_Document extract:_
########

One Flanagan, now on a farm in Portugal, had changed her first name and her sexual orientation. Pheiffer Sutherland was only found because we were complaining bitterly about this particular vanishing act to Simon Pamphilon, the book’s designer. He happened to have good friends in the Linguistics department at Rhodes University, where this missing Flanagan had studied. He made some enquiries, we followed up on his lead, and voila, another Flanagan was in the bag. At which point Simon became an honorary branch officer of the Number One Flanagan Detective Agency.
In the end we tracked down 45 out of 46 of the Flanagans. One, Leanne Peiser, is still in the wind.
Zooming and Skypeing

Chris and I managed to have face to face interviews with those living or working in Makhanda (Grahamstown) and Cape Town before COVID-19 locked down the country. Then from April 2020, while everyone else was learning to bake sourdough bread and brew pineapple beer, we were having long and fascinating Skype and Zoom interviews with women living all over South Africa and overseas.
During these interviews and research into their fields, Chris and I gained insights into financial derivatives, the inner life of plants, night duty for paediatricians, the world of book agents, music therapy, developmental psychology, Zapatistas, speculative fiction, macro-economics, the grammar of transgender, film studies, HIV activism, the weird world of viruses, the partition of Africa, collective self-deception, public health, public law, the Naxalite communists, the National Credit Act and the intriguing genre of black horror.
We also learnt about a phenomenon called the Impostor Syndrome, which beset many of these young academics. Development psychologist Dr Lauren Wild of the University of Cape Town (and one of the Flanagans) explained:
It’s the “voice that says ‘I don’t really belong here, they made a mistake’. As South Africans we have a tendency to put ourselves down and think we’re not as good as they are overseas.”
She added (as many did) that it was pleasant to discover that South African academics hold their own at international institutions.

########

_Material supplied:_

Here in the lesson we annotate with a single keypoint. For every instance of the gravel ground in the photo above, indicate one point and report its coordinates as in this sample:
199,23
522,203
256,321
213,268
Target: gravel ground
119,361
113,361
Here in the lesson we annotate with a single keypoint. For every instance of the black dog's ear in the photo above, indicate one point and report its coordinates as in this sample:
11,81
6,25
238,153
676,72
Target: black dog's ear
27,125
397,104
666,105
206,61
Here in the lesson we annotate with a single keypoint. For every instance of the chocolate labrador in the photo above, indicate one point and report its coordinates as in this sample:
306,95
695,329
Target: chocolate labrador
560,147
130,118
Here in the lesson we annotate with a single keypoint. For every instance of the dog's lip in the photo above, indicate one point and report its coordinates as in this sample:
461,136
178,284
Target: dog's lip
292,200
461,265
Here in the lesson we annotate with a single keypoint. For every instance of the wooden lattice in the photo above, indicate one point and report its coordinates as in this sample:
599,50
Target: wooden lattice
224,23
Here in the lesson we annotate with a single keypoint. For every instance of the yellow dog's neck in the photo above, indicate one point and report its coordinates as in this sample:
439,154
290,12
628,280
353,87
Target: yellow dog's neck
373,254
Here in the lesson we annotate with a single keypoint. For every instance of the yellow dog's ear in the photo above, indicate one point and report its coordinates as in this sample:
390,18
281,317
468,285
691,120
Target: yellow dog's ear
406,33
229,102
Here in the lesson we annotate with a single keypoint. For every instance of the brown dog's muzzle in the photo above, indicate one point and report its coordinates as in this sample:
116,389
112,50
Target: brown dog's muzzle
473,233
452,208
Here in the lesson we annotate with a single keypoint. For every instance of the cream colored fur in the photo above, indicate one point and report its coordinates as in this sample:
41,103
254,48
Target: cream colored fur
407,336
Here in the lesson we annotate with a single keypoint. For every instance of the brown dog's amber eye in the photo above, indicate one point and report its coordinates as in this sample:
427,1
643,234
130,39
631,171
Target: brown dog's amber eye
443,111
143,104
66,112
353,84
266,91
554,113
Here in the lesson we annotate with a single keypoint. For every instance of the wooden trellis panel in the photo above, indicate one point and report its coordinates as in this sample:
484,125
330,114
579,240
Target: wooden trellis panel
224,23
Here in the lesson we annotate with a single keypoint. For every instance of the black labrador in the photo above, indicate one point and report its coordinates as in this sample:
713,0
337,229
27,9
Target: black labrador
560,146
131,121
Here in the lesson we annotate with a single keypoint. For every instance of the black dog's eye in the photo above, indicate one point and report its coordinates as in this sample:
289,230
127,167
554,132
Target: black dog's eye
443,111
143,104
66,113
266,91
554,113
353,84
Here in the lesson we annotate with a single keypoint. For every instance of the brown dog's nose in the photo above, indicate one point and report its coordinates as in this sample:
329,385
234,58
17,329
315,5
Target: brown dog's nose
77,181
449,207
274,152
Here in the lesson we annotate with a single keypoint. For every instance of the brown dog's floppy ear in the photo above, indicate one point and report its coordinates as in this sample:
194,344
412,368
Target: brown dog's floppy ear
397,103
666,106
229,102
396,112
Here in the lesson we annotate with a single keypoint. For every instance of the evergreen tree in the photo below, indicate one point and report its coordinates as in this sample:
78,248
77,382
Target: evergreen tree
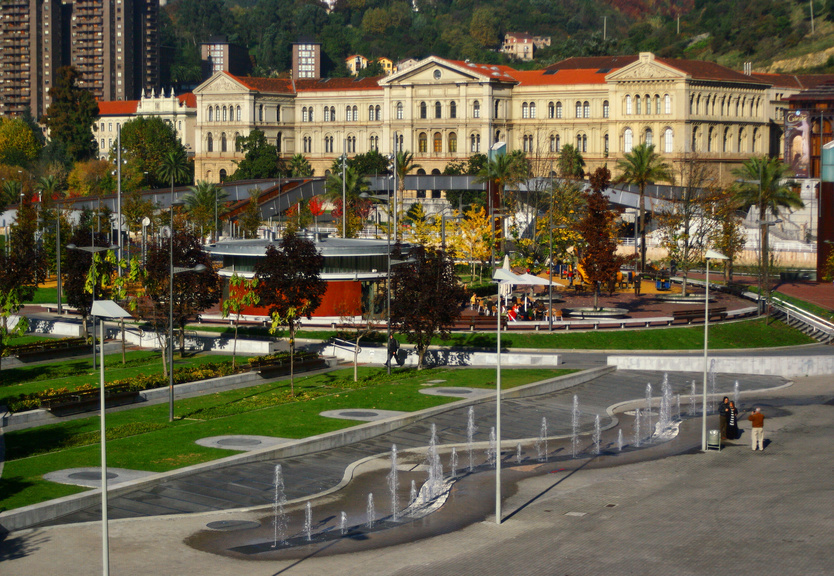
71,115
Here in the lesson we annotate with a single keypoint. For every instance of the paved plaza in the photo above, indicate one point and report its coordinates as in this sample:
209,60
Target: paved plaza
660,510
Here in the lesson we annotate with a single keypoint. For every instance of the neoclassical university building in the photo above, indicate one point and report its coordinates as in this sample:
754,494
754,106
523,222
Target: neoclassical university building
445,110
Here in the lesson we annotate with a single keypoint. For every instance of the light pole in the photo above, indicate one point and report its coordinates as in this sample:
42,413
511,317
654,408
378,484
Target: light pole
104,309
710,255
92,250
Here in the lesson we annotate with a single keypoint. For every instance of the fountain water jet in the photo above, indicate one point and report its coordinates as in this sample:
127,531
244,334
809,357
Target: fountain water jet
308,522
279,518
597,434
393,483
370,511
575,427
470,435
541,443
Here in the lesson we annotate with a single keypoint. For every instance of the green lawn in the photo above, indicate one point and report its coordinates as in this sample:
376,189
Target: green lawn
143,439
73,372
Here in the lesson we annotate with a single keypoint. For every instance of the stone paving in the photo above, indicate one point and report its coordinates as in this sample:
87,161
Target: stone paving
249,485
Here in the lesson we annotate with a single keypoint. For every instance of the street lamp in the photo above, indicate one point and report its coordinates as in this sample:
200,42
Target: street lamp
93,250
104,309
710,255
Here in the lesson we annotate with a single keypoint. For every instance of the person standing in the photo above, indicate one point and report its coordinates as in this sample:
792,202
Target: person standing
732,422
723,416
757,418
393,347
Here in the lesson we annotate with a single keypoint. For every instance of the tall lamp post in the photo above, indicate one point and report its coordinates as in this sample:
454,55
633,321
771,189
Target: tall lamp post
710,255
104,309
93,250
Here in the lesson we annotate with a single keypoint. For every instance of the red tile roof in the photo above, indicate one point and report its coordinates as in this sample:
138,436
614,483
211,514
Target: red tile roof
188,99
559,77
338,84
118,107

########

_Actions to take:_
[a] Answer these questions from the Flanagans text, one per line, marking each answer as its question is marked.
(i) Out of 46 Flanagans, how many were tracked down?
(ii) From what month and year were the Skype and Zoom interviews held?
(iii) At which university does Dr Lauren Wild work?
[b] Write out the part of the Flanagans text that opens with the words containing "We also learnt" and closes with "at international institutions.", swapping "young academics" for "early-career academics".

_Task-by-task outputs:_
[a]
(i) 45
(ii) April 2020
(iii) The University of Cape Town

[b]
We also learnt about a phenomenon called the Impostor Syndrome, which beset many of these early-career academics. Development psychologist Dr Lauren Wild of the University of Cape Town (and one of the Flanagans) explained:
It’s the “voice that says ‘I don’t really belong here, they made a mistake’. As South Africans we have a tendency to put ourselves down and think we’re not as good as they are overseas.”
She added (as many did) that it was pleasant to discover that South African academics hold their own at international institutions.